Required work.
Please restate exactly the lines of the data below, beginning with the line containing "of the bare" and ending with the last line.

The records.
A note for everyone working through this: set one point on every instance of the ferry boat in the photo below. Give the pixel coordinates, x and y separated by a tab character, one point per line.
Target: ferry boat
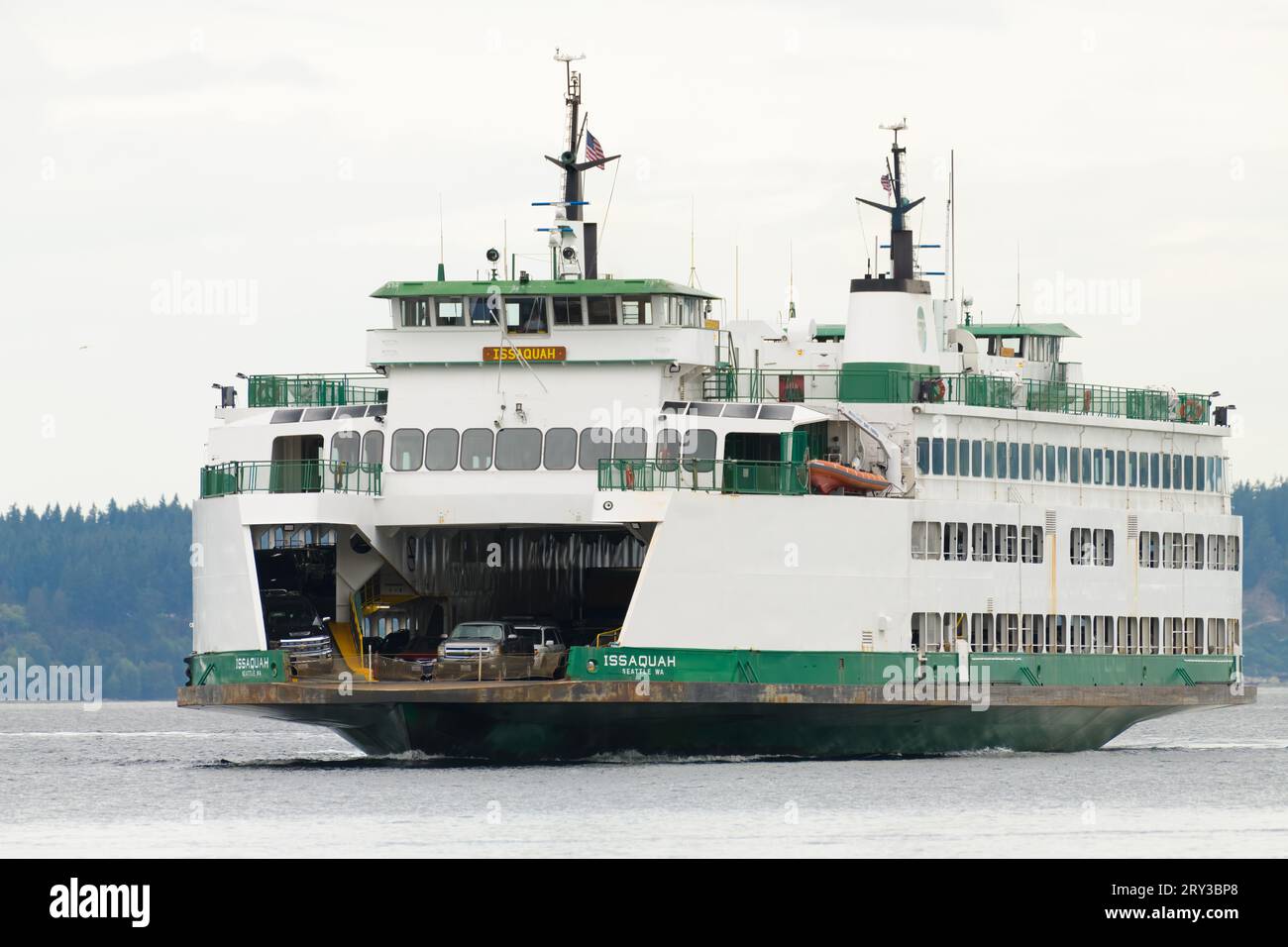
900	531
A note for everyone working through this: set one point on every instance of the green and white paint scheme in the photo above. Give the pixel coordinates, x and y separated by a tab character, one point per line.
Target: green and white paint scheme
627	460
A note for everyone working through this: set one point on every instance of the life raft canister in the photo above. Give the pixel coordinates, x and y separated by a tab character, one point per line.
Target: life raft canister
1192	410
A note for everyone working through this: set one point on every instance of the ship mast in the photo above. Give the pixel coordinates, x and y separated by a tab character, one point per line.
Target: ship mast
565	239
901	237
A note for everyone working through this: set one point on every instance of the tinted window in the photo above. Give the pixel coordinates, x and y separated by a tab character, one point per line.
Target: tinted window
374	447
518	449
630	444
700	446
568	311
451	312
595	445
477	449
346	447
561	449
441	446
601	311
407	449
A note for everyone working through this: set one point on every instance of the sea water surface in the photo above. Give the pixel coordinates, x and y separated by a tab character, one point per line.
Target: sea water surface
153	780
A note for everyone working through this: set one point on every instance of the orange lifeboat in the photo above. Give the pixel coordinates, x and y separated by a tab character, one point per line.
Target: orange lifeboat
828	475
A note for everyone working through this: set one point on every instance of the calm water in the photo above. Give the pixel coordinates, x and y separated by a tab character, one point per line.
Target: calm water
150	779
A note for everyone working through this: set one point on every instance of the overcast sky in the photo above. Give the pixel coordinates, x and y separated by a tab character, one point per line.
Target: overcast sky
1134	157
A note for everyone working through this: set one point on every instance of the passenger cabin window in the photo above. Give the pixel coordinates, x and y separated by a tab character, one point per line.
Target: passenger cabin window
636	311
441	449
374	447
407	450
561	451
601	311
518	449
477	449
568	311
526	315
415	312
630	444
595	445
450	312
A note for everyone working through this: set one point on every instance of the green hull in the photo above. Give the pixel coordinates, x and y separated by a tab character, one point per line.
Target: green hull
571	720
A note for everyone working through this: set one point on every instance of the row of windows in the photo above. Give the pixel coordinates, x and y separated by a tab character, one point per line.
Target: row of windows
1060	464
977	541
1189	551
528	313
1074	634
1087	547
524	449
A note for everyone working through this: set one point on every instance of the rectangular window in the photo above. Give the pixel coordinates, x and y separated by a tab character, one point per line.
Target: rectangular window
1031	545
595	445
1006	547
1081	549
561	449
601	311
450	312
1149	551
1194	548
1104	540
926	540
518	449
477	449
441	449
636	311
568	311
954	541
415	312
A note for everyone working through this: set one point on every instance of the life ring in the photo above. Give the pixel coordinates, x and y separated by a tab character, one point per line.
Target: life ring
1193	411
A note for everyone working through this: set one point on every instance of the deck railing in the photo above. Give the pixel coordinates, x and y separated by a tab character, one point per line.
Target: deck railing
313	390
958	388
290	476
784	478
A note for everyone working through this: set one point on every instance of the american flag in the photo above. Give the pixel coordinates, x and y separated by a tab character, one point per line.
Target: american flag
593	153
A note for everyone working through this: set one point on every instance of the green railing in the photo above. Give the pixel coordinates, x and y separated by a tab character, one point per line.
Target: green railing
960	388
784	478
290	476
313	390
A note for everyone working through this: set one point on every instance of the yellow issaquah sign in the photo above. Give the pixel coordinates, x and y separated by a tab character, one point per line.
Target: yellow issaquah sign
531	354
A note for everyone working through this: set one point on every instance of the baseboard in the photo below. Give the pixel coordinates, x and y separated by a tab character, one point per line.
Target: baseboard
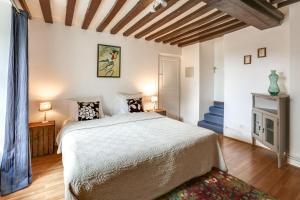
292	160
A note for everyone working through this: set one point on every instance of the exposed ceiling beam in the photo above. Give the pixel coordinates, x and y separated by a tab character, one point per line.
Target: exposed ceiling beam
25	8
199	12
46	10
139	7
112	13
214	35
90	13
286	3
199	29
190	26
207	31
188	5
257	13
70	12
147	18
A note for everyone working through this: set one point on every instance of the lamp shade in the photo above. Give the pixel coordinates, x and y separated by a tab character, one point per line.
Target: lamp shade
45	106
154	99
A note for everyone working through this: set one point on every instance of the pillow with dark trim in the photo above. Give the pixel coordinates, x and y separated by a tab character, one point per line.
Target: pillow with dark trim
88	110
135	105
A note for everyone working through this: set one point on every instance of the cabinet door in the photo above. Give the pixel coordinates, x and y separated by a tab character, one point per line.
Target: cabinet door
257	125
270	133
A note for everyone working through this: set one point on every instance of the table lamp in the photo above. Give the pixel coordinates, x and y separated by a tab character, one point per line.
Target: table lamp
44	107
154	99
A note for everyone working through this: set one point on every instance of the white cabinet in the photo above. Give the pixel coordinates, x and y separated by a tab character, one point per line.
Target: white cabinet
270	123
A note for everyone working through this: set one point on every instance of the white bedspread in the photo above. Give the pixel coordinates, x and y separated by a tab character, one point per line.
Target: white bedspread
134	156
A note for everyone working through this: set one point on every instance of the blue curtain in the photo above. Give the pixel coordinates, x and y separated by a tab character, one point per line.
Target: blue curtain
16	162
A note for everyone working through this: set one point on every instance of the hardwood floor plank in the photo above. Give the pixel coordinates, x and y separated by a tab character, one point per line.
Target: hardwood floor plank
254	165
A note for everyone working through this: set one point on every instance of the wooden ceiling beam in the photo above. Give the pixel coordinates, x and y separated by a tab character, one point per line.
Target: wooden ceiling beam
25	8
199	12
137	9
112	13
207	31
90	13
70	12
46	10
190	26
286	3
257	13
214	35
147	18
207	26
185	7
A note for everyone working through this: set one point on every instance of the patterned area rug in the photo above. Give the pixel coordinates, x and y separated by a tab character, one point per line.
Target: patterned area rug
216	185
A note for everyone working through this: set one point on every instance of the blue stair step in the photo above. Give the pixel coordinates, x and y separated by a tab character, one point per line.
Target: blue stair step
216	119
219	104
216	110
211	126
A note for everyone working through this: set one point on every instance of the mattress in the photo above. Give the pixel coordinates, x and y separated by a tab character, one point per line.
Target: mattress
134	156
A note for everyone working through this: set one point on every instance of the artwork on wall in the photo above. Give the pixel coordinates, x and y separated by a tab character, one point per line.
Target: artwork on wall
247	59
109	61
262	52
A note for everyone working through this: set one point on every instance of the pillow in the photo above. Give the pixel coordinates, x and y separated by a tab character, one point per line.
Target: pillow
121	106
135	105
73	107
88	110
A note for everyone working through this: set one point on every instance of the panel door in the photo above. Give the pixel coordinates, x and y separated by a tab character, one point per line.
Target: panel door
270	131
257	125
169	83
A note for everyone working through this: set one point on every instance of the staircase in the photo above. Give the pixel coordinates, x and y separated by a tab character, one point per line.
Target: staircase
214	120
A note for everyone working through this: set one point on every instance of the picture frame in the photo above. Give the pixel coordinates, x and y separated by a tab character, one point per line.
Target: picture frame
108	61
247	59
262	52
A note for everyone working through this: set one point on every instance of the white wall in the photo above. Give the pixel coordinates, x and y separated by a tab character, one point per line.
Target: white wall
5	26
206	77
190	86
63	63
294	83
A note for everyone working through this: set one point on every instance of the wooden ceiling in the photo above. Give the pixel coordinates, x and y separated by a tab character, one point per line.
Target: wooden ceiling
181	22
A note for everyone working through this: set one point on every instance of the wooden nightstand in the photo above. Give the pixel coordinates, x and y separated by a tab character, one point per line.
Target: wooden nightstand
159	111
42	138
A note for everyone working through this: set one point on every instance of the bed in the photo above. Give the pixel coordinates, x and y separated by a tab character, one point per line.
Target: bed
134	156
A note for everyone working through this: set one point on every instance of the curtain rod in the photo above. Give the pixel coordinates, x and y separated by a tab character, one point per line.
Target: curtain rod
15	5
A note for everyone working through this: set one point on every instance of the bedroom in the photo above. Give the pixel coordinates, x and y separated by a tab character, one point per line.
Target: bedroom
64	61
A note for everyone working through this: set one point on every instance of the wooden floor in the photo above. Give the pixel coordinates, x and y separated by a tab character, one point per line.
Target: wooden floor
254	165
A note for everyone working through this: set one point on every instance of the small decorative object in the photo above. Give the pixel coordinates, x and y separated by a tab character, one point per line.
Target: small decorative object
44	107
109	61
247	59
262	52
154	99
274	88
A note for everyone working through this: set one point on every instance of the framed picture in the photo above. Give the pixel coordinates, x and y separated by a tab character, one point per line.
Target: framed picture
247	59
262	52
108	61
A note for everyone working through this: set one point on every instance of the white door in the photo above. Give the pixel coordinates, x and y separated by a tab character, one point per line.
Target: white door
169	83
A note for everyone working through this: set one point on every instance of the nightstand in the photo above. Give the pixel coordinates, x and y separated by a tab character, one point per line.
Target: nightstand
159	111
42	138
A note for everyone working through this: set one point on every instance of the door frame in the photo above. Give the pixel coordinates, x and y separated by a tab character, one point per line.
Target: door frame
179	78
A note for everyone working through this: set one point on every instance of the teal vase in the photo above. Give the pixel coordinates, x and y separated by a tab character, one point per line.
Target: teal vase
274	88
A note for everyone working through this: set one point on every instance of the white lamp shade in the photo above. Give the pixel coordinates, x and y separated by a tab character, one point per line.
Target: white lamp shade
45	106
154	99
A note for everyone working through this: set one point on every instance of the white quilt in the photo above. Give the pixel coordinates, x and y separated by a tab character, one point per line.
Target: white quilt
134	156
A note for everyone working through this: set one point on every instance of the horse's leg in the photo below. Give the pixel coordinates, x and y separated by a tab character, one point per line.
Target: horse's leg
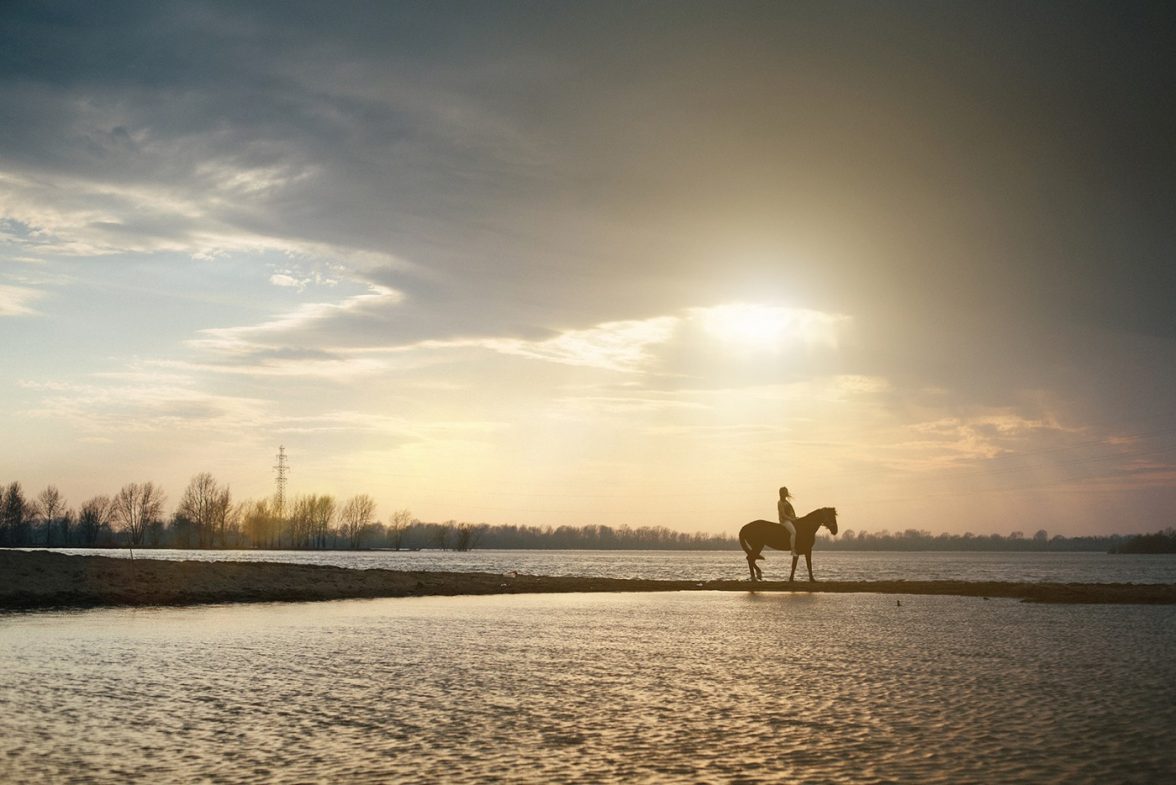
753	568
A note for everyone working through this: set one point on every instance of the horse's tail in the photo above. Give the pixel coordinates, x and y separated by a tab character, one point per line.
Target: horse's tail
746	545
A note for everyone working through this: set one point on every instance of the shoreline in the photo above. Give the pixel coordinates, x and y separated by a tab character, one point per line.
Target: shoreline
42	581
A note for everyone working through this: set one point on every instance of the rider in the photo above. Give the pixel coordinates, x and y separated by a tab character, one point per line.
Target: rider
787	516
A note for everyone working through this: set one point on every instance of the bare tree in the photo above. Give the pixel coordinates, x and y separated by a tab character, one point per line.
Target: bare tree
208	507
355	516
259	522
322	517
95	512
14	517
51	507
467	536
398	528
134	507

Answer section.
A note for everyone working through this: set one point on every instance of the bare tree in the photo above. Give the pixel coordinates, x and y separated by a tab character, one point per line.
Target: bare tree
208	507
355	516
259	522
322	517
95	512
14	517
51	507
467	536
398	528
134	507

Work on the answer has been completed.